Template-based MLIR Compiler

The repository contains the sources for building the template-based MLIR compiler and the dependent LLVM sources (commit 5d4927 with some modifications). It compiles and executes MLIR programs consisting of supported operations (multiple sample programs are included; similar to mlir-cpu-runner); on first execution, it generates required templates and persists them.
Furthermore, the artifact contains the modified sources for LingoDB with integrated template-based code-generation backend and Polygeist (commit fd4194b) for conversion of C files to MLIR upstream dialect operations. Sample MLIR programs and scripts for preparing/running the benchmarks from Figures 2-5 are attached.

Benchmarks

Reproducible Artifact

Reproduction

• as all dependent projects (lingodb, polygeist and our approach) require their own llvm version, reproducing the results requires building the llvm project three times.
• experiments from the paper:
  • Microbenchmarks (x86 only)
  • PolyBenchC (x86 only)
  • LingoDB (x86 only)
  • Coremark (x86 and aarch64)
  • SPEC (x86 and aarch64)

Requirements

• linux operating system on x86 and aarch64
• podman container runtime
• disk space: 40GB (x86); 20GB (aarch64)

▶ _Dataset rows_
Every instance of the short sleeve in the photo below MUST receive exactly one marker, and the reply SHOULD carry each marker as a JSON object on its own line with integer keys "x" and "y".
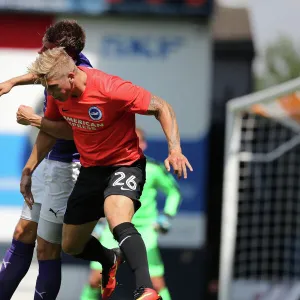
{"x": 52, "y": 112}
{"x": 129, "y": 96}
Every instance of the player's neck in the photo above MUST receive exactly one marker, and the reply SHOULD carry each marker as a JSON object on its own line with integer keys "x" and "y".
{"x": 79, "y": 83}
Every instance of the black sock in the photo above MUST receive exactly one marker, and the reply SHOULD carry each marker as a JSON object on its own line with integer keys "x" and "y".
{"x": 133, "y": 247}
{"x": 94, "y": 251}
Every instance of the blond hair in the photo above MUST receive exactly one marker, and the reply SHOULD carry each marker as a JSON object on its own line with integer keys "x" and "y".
{"x": 52, "y": 64}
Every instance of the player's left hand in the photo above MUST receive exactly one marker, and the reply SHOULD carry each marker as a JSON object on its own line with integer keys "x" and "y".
{"x": 179, "y": 163}
{"x": 163, "y": 224}
{"x": 25, "y": 189}
{"x": 24, "y": 114}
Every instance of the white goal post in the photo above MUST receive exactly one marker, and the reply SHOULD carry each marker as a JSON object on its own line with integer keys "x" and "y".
{"x": 260, "y": 189}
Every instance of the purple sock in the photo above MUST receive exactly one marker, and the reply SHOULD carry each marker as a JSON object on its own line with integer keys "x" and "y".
{"x": 49, "y": 280}
{"x": 14, "y": 267}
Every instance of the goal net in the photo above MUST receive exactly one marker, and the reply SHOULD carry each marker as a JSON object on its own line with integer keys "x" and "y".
{"x": 260, "y": 241}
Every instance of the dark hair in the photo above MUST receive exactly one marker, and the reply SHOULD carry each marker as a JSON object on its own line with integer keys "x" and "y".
{"x": 68, "y": 34}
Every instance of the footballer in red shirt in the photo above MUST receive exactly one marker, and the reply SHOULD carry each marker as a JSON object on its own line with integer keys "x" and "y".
{"x": 101, "y": 110}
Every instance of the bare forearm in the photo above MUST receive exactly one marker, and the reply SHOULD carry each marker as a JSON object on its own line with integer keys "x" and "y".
{"x": 57, "y": 129}
{"x": 23, "y": 80}
{"x": 165, "y": 114}
{"x": 42, "y": 146}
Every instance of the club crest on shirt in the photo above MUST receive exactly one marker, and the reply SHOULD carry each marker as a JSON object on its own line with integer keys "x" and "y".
{"x": 95, "y": 113}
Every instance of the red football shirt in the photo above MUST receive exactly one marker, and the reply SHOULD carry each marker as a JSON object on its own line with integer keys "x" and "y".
{"x": 103, "y": 119}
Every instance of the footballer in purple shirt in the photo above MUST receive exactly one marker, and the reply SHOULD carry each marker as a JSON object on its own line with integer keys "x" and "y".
{"x": 52, "y": 183}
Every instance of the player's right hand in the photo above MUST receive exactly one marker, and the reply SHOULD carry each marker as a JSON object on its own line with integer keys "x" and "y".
{"x": 5, "y": 87}
{"x": 25, "y": 189}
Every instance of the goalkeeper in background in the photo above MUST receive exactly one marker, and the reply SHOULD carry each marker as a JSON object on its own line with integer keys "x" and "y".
{"x": 147, "y": 221}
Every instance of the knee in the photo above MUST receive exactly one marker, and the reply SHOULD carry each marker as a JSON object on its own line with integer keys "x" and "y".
{"x": 158, "y": 283}
{"x": 26, "y": 231}
{"x": 95, "y": 279}
{"x": 47, "y": 250}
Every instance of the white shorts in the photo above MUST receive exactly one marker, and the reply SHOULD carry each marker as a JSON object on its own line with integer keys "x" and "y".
{"x": 38, "y": 191}
{"x": 60, "y": 179}
{"x": 52, "y": 183}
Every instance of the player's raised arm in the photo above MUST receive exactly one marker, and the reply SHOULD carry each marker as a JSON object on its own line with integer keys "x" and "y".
{"x": 57, "y": 129}
{"x": 165, "y": 114}
{"x": 42, "y": 146}
{"x": 7, "y": 85}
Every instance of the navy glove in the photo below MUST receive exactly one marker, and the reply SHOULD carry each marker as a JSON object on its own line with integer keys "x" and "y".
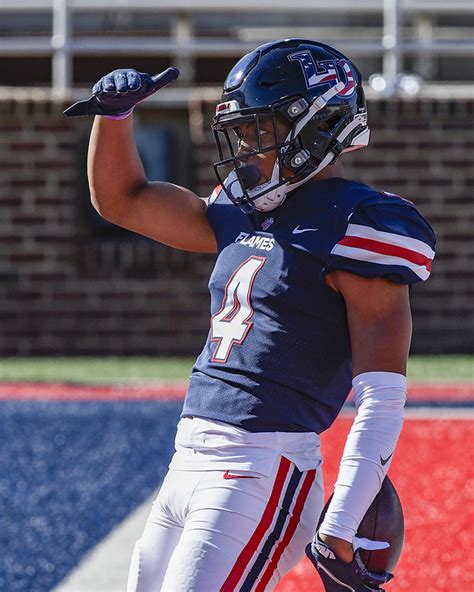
{"x": 118, "y": 92}
{"x": 340, "y": 576}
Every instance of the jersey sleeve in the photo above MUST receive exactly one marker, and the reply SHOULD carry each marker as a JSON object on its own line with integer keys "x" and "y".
{"x": 388, "y": 239}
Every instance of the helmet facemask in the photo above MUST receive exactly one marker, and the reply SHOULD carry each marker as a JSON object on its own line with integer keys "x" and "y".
{"x": 241, "y": 180}
{"x": 317, "y": 136}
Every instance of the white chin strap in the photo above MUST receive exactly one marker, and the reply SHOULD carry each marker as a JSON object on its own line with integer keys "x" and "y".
{"x": 275, "y": 196}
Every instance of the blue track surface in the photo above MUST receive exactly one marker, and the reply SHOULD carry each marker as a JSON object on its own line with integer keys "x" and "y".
{"x": 69, "y": 472}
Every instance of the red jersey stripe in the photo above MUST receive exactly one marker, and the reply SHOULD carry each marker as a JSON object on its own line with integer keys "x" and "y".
{"x": 386, "y": 249}
{"x": 290, "y": 530}
{"x": 262, "y": 527}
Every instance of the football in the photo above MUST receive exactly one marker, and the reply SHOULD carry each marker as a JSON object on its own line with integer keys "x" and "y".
{"x": 383, "y": 522}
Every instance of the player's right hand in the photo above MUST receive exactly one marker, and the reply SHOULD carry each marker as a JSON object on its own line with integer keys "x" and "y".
{"x": 339, "y": 576}
{"x": 118, "y": 92}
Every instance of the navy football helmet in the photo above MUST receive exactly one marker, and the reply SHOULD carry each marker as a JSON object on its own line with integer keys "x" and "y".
{"x": 310, "y": 86}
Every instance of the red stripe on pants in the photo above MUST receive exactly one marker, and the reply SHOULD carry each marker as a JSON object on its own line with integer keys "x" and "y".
{"x": 262, "y": 527}
{"x": 290, "y": 530}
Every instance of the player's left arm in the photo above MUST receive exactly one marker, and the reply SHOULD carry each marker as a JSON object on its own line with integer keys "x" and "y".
{"x": 379, "y": 319}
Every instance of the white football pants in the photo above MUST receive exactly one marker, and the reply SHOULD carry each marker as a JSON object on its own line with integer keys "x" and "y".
{"x": 223, "y": 531}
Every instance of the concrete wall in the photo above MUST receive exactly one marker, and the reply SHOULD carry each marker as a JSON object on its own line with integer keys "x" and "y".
{"x": 69, "y": 288}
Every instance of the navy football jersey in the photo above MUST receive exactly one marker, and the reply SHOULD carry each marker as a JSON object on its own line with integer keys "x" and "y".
{"x": 278, "y": 355}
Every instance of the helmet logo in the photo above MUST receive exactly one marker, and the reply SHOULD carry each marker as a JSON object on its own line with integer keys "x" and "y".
{"x": 326, "y": 72}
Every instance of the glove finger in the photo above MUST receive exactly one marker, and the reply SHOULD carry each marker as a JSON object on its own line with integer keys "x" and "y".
{"x": 88, "y": 107}
{"x": 108, "y": 83}
{"x": 378, "y": 578}
{"x": 164, "y": 78}
{"x": 120, "y": 81}
{"x": 133, "y": 80}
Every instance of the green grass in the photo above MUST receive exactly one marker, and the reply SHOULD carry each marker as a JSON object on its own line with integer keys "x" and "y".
{"x": 106, "y": 370}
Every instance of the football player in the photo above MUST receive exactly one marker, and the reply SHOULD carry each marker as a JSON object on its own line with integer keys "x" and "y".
{"x": 309, "y": 296}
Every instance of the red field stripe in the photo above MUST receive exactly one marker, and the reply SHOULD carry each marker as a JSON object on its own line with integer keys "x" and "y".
{"x": 52, "y": 391}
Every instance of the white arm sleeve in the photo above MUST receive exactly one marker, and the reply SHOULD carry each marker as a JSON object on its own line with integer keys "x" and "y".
{"x": 379, "y": 399}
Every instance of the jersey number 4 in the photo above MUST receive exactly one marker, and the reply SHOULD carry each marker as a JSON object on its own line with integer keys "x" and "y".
{"x": 231, "y": 324}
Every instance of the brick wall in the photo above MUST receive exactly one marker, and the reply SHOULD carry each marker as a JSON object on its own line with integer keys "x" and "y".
{"x": 63, "y": 292}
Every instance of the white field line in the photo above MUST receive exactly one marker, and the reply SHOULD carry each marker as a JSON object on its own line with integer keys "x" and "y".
{"x": 105, "y": 567}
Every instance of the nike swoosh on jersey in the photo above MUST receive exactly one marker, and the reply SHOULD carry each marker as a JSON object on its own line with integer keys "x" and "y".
{"x": 384, "y": 461}
{"x": 298, "y": 230}
{"x": 228, "y": 475}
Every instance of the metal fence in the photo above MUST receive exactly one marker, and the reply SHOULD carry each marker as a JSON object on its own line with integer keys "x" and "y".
{"x": 183, "y": 44}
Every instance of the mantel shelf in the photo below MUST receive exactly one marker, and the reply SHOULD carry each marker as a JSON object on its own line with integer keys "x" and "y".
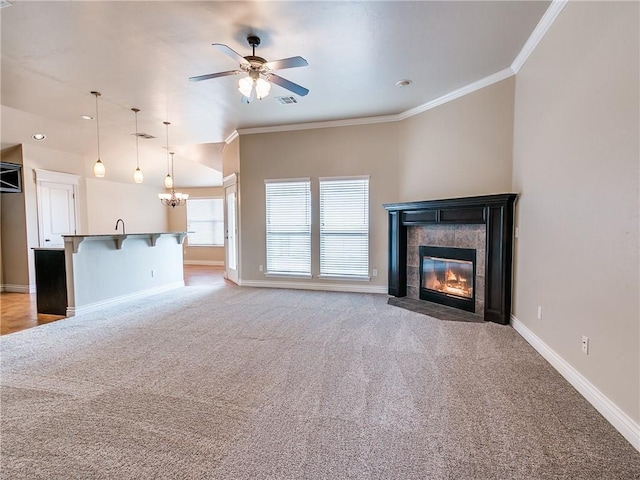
{"x": 118, "y": 239}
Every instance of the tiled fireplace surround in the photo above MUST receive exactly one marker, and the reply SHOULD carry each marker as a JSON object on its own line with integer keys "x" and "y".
{"x": 459, "y": 236}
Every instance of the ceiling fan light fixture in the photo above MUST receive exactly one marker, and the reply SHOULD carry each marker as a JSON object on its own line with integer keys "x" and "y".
{"x": 245, "y": 86}
{"x": 263, "y": 88}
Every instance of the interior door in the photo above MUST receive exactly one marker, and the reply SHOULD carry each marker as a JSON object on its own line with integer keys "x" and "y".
{"x": 56, "y": 209}
{"x": 231, "y": 231}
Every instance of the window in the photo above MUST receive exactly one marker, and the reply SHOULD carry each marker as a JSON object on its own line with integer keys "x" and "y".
{"x": 288, "y": 208}
{"x": 205, "y": 222}
{"x": 344, "y": 227}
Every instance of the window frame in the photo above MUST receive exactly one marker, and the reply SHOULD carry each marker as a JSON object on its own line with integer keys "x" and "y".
{"x": 275, "y": 272}
{"x": 344, "y": 276}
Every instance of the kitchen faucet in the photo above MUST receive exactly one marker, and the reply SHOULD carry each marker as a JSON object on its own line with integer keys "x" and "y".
{"x": 117, "y": 222}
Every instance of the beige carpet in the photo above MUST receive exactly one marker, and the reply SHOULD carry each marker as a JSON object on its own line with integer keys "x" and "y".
{"x": 244, "y": 383}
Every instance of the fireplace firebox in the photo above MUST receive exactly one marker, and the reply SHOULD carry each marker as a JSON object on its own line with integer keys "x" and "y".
{"x": 447, "y": 276}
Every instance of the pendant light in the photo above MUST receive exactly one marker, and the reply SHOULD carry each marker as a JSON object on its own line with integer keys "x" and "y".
{"x": 98, "y": 167}
{"x": 137, "y": 174}
{"x": 173, "y": 199}
{"x": 168, "y": 180}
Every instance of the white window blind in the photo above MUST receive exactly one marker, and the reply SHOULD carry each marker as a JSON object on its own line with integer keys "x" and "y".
{"x": 344, "y": 227}
{"x": 205, "y": 221}
{"x": 288, "y": 208}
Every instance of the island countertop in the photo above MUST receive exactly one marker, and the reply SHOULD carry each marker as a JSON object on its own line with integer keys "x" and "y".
{"x": 75, "y": 240}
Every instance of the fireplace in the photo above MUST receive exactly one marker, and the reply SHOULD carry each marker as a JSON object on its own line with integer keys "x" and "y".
{"x": 483, "y": 223}
{"x": 447, "y": 276}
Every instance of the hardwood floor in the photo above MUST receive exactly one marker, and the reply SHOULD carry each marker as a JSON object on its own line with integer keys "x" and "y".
{"x": 18, "y": 310}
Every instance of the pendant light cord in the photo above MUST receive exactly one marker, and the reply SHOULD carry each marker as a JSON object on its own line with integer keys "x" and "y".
{"x": 135, "y": 110}
{"x": 97, "y": 123}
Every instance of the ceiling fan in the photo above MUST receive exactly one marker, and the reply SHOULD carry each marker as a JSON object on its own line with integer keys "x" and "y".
{"x": 259, "y": 71}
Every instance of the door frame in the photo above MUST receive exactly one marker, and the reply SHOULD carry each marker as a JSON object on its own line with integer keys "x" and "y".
{"x": 232, "y": 181}
{"x": 61, "y": 178}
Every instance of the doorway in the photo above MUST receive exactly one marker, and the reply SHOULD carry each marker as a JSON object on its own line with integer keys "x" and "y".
{"x": 57, "y": 209}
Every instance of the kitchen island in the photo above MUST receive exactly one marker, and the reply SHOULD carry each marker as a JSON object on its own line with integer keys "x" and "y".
{"x": 107, "y": 269}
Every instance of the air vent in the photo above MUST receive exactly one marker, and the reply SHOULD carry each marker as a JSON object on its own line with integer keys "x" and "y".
{"x": 287, "y": 100}
{"x": 146, "y": 136}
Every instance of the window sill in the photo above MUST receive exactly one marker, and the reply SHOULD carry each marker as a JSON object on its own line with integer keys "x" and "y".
{"x": 345, "y": 277}
{"x": 288, "y": 275}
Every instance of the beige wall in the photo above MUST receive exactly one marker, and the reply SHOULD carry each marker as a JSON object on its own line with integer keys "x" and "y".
{"x": 231, "y": 158}
{"x": 359, "y": 150}
{"x": 15, "y": 263}
{"x": 461, "y": 148}
{"x": 137, "y": 205}
{"x": 178, "y": 223}
{"x": 576, "y": 153}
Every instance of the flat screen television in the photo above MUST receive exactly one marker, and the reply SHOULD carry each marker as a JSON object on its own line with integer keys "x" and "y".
{"x": 10, "y": 177}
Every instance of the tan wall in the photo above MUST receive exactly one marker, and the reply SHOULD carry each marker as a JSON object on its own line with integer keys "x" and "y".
{"x": 359, "y": 150}
{"x": 231, "y": 158}
{"x": 460, "y": 148}
{"x": 15, "y": 263}
{"x": 576, "y": 152}
{"x": 137, "y": 205}
{"x": 178, "y": 223}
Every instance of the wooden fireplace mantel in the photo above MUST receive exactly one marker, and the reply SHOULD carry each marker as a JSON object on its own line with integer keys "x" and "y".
{"x": 494, "y": 211}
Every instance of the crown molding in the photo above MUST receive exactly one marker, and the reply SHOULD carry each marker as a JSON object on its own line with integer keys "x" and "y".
{"x": 313, "y": 125}
{"x": 461, "y": 92}
{"x": 545, "y": 22}
{"x": 232, "y": 136}
{"x": 541, "y": 29}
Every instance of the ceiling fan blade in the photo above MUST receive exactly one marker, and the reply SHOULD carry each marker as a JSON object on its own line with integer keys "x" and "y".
{"x": 291, "y": 62}
{"x": 214, "y": 75}
{"x": 289, "y": 85}
{"x": 231, "y": 52}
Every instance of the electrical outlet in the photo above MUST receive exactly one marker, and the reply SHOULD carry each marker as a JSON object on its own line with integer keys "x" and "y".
{"x": 585, "y": 345}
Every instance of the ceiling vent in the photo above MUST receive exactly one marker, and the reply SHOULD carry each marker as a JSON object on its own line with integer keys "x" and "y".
{"x": 146, "y": 136}
{"x": 287, "y": 100}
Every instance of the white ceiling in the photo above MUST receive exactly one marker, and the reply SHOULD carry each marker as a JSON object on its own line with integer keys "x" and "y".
{"x": 140, "y": 54}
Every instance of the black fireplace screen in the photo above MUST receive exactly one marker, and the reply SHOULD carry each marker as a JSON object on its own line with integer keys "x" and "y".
{"x": 448, "y": 276}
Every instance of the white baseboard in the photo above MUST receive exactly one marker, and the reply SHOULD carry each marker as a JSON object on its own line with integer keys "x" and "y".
{"x": 327, "y": 287}
{"x": 13, "y": 288}
{"x": 92, "y": 307}
{"x": 627, "y": 427}
{"x": 214, "y": 263}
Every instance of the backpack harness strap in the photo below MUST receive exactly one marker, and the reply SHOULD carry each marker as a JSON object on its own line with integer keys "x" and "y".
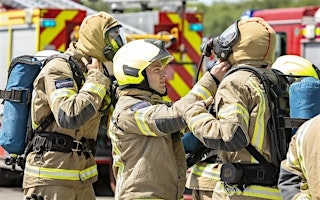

▶ _Exercise brief_
Continue the README for the template-based MLIR compiler from the point where it stops, picking up after its list of requirements.

▶ _The reply_
• DRAM: 32GB(x86); 16GB (aarch64)

Setup

Folder structure like:

src
 |- mlir-codegen <- run scripts inside here
 | |- spec-data (spec only; spec benchmark input data)
 | |- spec-programs (spec only; spec benchmark mlir programs)
 | \- results <- results will appear here
 |- llvm-project
 |- coremark
 |- lingo-db
 |- mlir-codegen-lingodb
 |- Polygeist
 \- PolybenchC-4.2.1

0. everything should be run from inside the mlir-codegen directory
1. build container for build and runtime environment
   podman build --squash . -t mlir-codegen-build
2. run the build container and mount the above folder structure
   podman run -it --rm --mount type=bind,source=${PWD}/..,target=/src mlir-codegen-build bash
3. build the dependent projects (you might want to adjust the CMAKE_BUILD_PARALLEL_LEVEL environment variable to control the number of compiling jobs --- default is set to 2)
   make prepare-x86/make prepare-aarch64

On some hosts, we encountered a sporadic internal compiler error of gcc while building LLVM; in these cases rerun the target until it finishes successfully

4. (spec only; run on target machine) prepare spec programs and data. As we can not distribute the SPEC benchmarks and data, there is some manual effort required. Export SPEC_BENCHSPEC_FOLDER environment variable to point to the benchspec folder of the unpacked spec benchmark data. Run make spec to create and fill the spec-data and spec-program folder.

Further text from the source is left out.